■ WHAT IS REQUIRED ■
Reproduce every item below verbatim, line by line.

::::::::::

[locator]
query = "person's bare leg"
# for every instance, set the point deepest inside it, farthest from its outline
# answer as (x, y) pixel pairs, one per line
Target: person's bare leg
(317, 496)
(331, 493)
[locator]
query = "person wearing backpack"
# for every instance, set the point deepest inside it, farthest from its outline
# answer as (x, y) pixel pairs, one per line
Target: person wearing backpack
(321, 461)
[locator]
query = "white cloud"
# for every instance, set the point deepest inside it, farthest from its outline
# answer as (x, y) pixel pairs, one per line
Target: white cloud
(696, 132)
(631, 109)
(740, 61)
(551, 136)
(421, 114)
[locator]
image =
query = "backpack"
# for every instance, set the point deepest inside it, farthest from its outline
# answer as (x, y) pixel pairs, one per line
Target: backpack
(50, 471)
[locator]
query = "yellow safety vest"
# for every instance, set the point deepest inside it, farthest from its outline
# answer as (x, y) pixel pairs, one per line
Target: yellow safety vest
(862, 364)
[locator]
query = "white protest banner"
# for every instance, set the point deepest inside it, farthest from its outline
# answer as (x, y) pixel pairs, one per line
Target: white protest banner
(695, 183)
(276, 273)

::::::::::

■ RESULT BELOW ■
[locator]
query = "person's bare leg"
# for every instance, set the point deepest inside it, farthest from its outline
# answer as (x, y) pixel pairs, one per line
Target: person's bare leg
(317, 496)
(331, 493)
[locator]
query = "person wearing backpack"
# for every instance, set the point deepest inside it, farthest from its outline
# answer as (x, y) pixel pairs, one per line
Target: person wearing backpack
(321, 461)
[locator]
query = "white cloud"
# for every instance, set the point deepest inside it, farthest from its outline
# answer as (x, y) pixel pairs, one per line
Target: white cloud
(696, 132)
(631, 109)
(740, 61)
(551, 136)
(421, 114)
[locator]
image =
query = "backpack"
# for every instance, set the point deepest inside it, farthest from its outline
# answer as (x, y) pixel pairs, one per line
Target: backpack
(50, 471)
[locator]
query = "yellow safety vest"
# for every instance, set the point deepest inside it, farthest from its outline
# answer as (x, y) pixel pairs, one per line
Target: yellow safety vest
(862, 364)
[locator]
query = "white protest banner"
# for every instance, set the point deepest inside it, farthest from its outline
# answer as (x, y) pixel pairs, one per line
Target: white protest banner
(695, 183)
(276, 273)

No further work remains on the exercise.